I was out of town, though.  So my mom took me to the nearest ER and thankfully it was empty.  They brought me in and thought for sure the problem would be solved and for sure I couldn't be having a heart attack.  That made me feel better.

Then they did an EKG.  Doctor looked at it and walked away.  They gave me some Torredol for the pain (which didn't do anything) and then the doctor came in and said they'd be admitting me and doing a number of other tests.

They moved me to another room and did another EKG.  Then they gave me Morphine for the pain....it was pretty bad.  Morphine took the pain down to a five.....honestly I wasn't there for pain meds, just there to make sure I wasn't having a heart attack.

While waiting to be taken for an echocardiogram (ultrasound of the heart), I had a "seizure".  One of my half body twitches where I'm sort of coherent.  It got pretty bad and the nurses and doctors were buzzing and then it was decided (as if it weren't before) that I would be spending the night.  Thankfully they got all the tests done before the doctors left for the day.

What they didn't know yet was that I had to get on a plane in two days.  So spending the night and possibly spending a whole day at the hospital the next day was bad because I wasn't NEAR ready to go (packing and such).  One doctor even said I was be there for a FEW days!  Gosh, this whole ordeal was turning into a nightmare when I was pretty sure I was fine since they seemed to indicate my heart looked good.

But still -- echocardiogram.  It was FUN to see my heart from all different angles!  Not something most people get to see in their lifetime.  The tech said "unofficially" that I probably had nothing to worry about.  You know how they aren't allowed to say anything to the patient about whether the ultrasound is bad or something....she was nice, though and tried to get me a dvd of my ultrasound so I could watch it whenever I please :)

Required work:
A) In the ER account, what medication was given for the pain that didn't do anything?
B) Transcribe the ER account from "I was out of" to "of other tests.".
C) Carry the ER account forward, picking up right after its last sentence.
The lines that follow have nothing to do with what is asked here.

Study material:
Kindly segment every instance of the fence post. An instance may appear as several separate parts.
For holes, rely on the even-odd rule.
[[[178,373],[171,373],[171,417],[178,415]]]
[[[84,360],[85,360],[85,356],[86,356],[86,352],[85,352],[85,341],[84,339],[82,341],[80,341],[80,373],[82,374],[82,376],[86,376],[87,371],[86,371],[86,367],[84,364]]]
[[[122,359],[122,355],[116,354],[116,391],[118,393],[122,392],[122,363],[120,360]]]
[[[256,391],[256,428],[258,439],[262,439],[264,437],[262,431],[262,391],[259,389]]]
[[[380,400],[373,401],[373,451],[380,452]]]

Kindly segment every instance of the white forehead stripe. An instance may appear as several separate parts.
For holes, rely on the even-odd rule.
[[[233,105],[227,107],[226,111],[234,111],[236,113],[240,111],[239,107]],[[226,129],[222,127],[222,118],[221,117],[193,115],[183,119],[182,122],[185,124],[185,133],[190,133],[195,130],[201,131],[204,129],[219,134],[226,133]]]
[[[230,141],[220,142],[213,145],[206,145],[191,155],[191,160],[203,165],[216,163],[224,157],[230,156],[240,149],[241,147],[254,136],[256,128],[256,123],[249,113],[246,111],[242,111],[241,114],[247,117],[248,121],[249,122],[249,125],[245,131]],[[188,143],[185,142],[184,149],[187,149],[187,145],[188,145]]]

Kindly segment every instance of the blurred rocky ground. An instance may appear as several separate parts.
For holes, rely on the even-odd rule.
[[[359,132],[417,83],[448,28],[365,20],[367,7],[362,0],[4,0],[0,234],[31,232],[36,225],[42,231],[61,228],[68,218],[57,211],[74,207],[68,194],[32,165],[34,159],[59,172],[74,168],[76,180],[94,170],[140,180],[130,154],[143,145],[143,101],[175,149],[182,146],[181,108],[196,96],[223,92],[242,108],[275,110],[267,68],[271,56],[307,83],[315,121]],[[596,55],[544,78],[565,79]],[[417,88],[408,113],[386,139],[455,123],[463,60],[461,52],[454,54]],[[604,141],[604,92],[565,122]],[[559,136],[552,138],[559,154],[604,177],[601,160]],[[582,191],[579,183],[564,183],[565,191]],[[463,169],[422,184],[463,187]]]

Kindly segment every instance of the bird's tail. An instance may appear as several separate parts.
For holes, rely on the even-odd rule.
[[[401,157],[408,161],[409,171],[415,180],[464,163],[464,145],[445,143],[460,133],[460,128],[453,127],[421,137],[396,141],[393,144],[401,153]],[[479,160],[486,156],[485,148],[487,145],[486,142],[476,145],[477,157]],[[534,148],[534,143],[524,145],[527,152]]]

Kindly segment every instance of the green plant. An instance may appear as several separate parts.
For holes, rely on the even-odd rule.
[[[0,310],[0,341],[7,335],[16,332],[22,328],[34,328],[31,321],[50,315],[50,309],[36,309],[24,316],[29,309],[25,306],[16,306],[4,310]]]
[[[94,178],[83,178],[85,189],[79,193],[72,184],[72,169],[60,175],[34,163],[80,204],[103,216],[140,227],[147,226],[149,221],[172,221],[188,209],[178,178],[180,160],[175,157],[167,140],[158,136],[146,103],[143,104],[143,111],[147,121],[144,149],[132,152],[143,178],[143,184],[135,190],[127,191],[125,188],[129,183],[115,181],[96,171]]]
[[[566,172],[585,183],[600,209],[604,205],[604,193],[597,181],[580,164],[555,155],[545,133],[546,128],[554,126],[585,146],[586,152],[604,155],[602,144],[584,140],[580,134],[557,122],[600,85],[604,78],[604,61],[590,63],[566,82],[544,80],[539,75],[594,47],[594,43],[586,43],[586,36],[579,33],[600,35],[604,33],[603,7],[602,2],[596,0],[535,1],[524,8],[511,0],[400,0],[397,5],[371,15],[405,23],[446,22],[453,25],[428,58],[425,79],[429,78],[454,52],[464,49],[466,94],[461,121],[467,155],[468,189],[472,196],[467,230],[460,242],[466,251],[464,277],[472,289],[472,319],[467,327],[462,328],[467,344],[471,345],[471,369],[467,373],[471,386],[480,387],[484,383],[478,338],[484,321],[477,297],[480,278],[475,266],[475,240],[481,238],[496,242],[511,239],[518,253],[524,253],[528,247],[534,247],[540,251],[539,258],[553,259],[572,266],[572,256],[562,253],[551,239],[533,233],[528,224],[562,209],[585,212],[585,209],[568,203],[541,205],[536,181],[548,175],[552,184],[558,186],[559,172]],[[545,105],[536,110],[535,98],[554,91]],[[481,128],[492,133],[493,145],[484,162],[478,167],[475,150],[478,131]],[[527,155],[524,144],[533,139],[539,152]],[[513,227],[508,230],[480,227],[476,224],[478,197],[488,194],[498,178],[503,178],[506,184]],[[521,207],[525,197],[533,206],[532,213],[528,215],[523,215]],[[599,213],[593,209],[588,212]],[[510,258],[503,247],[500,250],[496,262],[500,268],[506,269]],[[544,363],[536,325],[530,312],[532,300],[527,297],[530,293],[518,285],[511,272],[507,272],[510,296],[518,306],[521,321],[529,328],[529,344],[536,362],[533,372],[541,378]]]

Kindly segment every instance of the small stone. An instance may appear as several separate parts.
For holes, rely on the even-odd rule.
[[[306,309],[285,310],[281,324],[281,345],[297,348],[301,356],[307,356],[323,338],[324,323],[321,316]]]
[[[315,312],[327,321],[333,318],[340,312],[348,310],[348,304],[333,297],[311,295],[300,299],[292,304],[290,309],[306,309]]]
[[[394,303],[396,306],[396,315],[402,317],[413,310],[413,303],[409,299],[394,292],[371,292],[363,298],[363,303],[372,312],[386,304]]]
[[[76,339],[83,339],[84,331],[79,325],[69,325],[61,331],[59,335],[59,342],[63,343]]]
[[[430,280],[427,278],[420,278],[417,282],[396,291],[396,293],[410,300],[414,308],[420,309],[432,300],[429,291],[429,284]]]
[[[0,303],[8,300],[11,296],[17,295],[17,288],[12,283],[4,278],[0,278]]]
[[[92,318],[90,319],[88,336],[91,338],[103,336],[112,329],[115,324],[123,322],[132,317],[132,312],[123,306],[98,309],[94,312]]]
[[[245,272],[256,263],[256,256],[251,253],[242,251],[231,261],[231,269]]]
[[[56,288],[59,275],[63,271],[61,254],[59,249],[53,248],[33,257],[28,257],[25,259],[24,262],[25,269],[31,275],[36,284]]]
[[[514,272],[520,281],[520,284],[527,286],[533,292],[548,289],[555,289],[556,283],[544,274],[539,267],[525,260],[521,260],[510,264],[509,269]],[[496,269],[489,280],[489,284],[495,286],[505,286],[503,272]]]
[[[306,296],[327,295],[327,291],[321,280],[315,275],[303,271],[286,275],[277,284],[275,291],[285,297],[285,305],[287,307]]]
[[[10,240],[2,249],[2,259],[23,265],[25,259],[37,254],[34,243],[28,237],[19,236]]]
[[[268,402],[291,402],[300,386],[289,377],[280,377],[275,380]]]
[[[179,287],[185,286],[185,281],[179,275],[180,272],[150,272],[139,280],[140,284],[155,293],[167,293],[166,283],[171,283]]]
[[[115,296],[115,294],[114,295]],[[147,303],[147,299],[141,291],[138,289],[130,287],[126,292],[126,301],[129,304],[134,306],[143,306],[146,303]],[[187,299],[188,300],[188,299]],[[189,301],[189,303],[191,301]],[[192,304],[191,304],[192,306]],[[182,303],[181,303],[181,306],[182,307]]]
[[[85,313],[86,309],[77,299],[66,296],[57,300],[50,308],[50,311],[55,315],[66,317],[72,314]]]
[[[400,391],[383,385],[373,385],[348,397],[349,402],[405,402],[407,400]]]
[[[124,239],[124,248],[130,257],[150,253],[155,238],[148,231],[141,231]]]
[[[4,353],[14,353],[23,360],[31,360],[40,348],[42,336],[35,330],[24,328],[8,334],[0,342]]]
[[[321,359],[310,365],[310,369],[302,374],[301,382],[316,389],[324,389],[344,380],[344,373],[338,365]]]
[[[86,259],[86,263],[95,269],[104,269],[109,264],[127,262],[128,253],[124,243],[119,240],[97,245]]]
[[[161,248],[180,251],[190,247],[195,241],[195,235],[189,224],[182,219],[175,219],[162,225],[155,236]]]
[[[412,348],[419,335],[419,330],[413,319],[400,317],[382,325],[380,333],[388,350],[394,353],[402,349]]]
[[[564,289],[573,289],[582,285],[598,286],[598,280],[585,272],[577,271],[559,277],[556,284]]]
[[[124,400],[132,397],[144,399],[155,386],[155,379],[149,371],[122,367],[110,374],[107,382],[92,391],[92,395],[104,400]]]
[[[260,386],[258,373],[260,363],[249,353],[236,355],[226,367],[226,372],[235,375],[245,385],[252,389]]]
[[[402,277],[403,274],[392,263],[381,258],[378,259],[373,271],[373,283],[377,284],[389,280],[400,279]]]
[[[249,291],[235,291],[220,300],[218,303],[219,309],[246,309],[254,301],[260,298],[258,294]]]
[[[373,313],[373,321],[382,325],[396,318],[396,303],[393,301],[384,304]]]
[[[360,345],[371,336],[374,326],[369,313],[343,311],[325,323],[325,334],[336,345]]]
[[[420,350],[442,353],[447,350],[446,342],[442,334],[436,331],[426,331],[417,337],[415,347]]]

Written answers:
A) Torredol

B)
I was out of town, though.  So my mom took me to the nearest ER and thankfully it was empty.  They brought me in and thought for sure the problem would be solved and for sure I couldn't be having a heart attack.  That made me feel better.

Then they did an EKG.  Doctor looked at it and walked away.  They gave me some Torredol for the pain (which didn't do anything) and then the doctor came in and said they'd be admitting me and doing a number of other tests.

C)
Next up was the EEG.  This is wear they measure your brain waves to see if there is seizure activity.  They put a weird cap on and put tons of gel (that is hard to get out afterward) and then for like 20 minutes you lay still and close your eyes.  Well it just so happened for me that my arm
started doing it's violent twitching during this.  I KNEW it wasn't a seizure per say, but I'm happy I was actually twitching when they had my brain hooked up.


And then the MRI with AND without contrast.  That wasn't so bad. I've done it before....twice before.

Then all the docs went home.  No reading of tests, nothing.  Just me left to stay overnight.

The next day we had to scramble to beg them to please let me go; to please get the doctors to come read the tests because I needed to leave the next day to fly out of state.  The nurses were wonderful and I thought we were getting somewhere and then the questions came.

New doctors came in.  Each one asked, "WHERE were you bit by a tick?"  And I told them Northern California.  "WHEN did you get diagnosed?"  "WHAT meds are you on?  NOT doxycycline?  THREE antibiotics at the same time and none are Doxy?"

Oh dear, it was too much for them to handle.  One said I might need to stay longer.  But couldn't tell me why.  Yikes.  I had thought I breezed through without the judgmental stares and questions but here they were.  Then, as soon as they came, they left and finally, the cardiologist and neurologist came to give me the go ahead to leave.

Apparently my heart had some issues but they were NORMAL issues and I needn't be concerned.  My MRIs were normal and my EEG was normal!  So she said that twitching must be stress related seizing.  I could have told her that but I was glad she was concerned to do the EEG.

My whole issues (chest pain and seizing) they decided to attribute to stress.  I KNOW it was stress, I just had never felt that intensity of pain over my heart.  There was a particularly stressful moment while on holiday that I am fairly certain just pushed my body over the edge.

But here I am, on the second phase of vacation visiting grandparents and I have bounced back considerably. I've had the chest pain on and off when things here get a bit stressful with the children but for the most part I have 60% of my energy.  I don't feel awful and I'm not on a treatment week.

So there was my adventure.  And sorry I couldn't think of anything else to write about.